§ **Work to complete**: Locate the line that contains "Please pin the flat". Reproduce it and all following lines up to the end of the material, exactly and with nothing added.

################

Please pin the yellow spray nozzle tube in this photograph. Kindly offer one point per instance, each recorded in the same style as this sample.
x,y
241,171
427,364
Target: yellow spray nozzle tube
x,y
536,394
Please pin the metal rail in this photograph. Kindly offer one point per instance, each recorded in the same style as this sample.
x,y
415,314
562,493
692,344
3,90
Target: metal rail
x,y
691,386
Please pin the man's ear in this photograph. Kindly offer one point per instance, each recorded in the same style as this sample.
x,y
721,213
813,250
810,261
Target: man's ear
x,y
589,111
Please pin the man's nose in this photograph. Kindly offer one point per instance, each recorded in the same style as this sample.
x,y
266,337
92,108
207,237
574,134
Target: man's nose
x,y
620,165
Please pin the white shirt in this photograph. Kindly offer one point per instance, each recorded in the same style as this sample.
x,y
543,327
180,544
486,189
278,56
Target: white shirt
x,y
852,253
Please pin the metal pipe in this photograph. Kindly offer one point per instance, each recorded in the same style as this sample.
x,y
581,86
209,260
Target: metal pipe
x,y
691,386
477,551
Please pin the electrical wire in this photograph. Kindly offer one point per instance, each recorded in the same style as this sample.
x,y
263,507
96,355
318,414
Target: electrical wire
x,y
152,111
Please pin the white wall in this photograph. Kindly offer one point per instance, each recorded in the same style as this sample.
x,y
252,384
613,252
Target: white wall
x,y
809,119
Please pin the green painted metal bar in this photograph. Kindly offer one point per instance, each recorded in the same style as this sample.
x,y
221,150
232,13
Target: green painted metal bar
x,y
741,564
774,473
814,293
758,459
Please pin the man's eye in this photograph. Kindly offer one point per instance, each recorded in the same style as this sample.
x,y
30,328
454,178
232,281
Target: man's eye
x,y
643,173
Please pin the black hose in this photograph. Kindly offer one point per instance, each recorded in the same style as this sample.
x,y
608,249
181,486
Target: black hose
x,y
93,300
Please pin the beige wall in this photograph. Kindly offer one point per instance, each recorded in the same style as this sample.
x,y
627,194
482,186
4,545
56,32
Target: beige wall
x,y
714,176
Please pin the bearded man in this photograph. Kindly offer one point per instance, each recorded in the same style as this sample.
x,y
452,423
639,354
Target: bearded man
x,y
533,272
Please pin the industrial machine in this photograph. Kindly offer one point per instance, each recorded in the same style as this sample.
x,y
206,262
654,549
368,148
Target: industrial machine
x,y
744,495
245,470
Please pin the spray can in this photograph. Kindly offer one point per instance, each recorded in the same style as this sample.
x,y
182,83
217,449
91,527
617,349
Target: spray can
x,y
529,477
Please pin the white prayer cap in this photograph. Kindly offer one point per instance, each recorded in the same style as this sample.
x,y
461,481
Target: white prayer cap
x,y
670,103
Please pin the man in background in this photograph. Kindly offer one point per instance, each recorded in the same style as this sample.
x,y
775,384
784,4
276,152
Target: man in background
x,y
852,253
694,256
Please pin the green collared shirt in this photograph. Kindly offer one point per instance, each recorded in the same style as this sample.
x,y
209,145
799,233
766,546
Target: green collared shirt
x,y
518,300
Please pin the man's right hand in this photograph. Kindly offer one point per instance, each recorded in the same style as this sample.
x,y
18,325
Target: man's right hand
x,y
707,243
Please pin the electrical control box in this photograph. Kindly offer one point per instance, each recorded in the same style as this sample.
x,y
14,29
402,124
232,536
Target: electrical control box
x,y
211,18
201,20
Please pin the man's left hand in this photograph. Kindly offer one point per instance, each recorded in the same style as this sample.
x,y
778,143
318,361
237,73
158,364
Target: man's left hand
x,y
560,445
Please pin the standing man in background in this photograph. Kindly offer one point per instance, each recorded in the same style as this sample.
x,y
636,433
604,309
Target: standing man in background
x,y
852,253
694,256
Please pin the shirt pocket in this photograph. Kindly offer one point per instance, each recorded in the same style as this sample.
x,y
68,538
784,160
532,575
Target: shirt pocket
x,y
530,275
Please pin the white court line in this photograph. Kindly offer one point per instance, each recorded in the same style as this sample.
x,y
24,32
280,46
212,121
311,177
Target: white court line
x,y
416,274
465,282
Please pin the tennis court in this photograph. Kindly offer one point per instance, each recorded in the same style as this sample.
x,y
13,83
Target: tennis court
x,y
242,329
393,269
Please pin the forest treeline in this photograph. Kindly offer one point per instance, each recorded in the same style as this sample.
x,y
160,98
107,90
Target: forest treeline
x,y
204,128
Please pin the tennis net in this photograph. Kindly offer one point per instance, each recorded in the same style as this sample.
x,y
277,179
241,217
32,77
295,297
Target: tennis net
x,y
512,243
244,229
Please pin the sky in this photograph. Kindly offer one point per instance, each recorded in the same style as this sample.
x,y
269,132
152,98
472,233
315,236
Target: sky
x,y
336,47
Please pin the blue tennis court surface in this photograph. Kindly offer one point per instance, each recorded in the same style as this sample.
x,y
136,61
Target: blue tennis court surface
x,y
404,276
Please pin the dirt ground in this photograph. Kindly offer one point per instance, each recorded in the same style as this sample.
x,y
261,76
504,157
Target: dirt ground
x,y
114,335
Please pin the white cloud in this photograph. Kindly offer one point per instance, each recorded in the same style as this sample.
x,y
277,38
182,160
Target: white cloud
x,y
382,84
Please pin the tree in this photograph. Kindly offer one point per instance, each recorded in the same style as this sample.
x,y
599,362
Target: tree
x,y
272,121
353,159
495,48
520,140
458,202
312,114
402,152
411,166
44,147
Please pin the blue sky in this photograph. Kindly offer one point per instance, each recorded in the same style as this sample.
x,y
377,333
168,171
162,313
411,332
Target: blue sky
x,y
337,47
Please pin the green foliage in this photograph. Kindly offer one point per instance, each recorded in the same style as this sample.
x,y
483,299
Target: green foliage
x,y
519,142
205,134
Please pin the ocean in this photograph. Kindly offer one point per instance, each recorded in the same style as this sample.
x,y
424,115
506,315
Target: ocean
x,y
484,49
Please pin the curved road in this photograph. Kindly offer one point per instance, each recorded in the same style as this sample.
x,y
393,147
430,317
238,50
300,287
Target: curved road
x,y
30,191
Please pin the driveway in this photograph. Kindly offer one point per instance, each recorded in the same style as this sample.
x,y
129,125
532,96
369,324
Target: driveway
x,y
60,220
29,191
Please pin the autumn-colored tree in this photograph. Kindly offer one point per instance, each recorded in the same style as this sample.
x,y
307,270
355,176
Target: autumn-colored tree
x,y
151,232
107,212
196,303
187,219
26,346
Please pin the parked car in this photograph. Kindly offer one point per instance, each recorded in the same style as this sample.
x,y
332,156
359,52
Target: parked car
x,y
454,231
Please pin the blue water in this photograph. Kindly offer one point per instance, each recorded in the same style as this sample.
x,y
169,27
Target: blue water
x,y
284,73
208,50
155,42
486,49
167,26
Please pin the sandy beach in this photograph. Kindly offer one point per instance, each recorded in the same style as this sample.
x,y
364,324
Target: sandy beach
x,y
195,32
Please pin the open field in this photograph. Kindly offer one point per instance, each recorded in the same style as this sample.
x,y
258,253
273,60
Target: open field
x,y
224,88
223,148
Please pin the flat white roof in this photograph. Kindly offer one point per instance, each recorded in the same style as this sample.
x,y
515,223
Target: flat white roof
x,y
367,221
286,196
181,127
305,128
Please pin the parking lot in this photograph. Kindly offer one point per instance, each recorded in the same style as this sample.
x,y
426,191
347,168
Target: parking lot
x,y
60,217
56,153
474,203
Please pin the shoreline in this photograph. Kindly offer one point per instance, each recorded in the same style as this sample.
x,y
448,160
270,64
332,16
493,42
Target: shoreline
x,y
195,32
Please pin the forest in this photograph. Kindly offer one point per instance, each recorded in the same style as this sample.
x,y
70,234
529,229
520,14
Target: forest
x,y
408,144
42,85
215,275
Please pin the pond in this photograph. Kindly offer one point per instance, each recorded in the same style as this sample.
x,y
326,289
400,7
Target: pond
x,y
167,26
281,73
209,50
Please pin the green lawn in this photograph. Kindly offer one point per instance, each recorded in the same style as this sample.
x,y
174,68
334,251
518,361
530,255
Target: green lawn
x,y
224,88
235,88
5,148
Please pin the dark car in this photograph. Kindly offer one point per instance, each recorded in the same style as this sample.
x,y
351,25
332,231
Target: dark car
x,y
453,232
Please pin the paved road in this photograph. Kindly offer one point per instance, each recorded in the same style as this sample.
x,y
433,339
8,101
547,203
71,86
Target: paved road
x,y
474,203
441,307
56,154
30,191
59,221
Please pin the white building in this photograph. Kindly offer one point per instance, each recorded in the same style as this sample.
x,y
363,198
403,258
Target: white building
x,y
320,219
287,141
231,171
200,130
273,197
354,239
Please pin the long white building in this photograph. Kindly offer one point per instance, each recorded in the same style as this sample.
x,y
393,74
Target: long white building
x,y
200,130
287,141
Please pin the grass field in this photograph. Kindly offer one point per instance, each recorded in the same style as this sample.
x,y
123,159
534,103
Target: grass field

################

§ **Solution below**:
Please pin the flat white roof in this photograph. Kindly offer one point per instance, each recorded in the same style as this sample.
x,y
515,223
Target: flat white roof
x,y
367,221
286,196
181,127
305,128
Please pin the parking lot in this photograph. Kindly offer one point per instance, each recorded in the same style as this sample.
x,y
426,191
347,168
Target: parking lot
x,y
60,217
56,153
474,203
Please pin the shoreline in this photograph. Kindly offer one point per instance, each recorded in the same style as this sample.
x,y
448,160
270,64
332,16
493,42
Target: shoreline
x,y
195,32
Please pin the forest in this photograph. Kindly offer one point per instance, each recorded in the same style as this sample.
x,y
70,234
529,229
520,14
Target: forest
x,y
408,144
42,85
215,275
Please pin the pond in this photograph. Kindly offer one point per instance, each recorded in the same style as this sample.
x,y
326,289
400,7
Target: pond
x,y
167,26
281,73
209,50
Please pin the green lawn in this photograph. Kindly offer one point per instance, each recorded in the same style as this sample.
x,y
174,68
334,251
518,361
530,255
Target: green lawn
x,y
224,88
235,88
5,148
Please pin the dark car in this photograph. Kindly offer one point per instance, each recorded in the same style as this sample.
x,y
351,25
332,231
Target: dark car
x,y
453,232
Please pin the paved road in this photograph. Kindly offer one point per instance, each recorded in the same style as this sample.
x,y
433,339
8,101
547,203
71,86
Target: paved road
x,y
474,203
441,307
56,154
30,191
59,221
Please pin the white building in this photograph. Kindly offer one point per instance, each recorded in the same style as this sample.
x,y
363,198
403,258
Target: white building
x,y
320,219
287,141
231,171
200,130
273,197
354,239
Please pin the long white building in this photograph. Kindly offer one point per instance, each recorded in the same style as this sample.
x,y
393,74
Target: long white building
x,y
200,130
287,141
Please pin the grass field in this photograph. Kindly offer one point per instance, each recorded in the same style as this sample.
x,y
123,159
534,103
Target: grass field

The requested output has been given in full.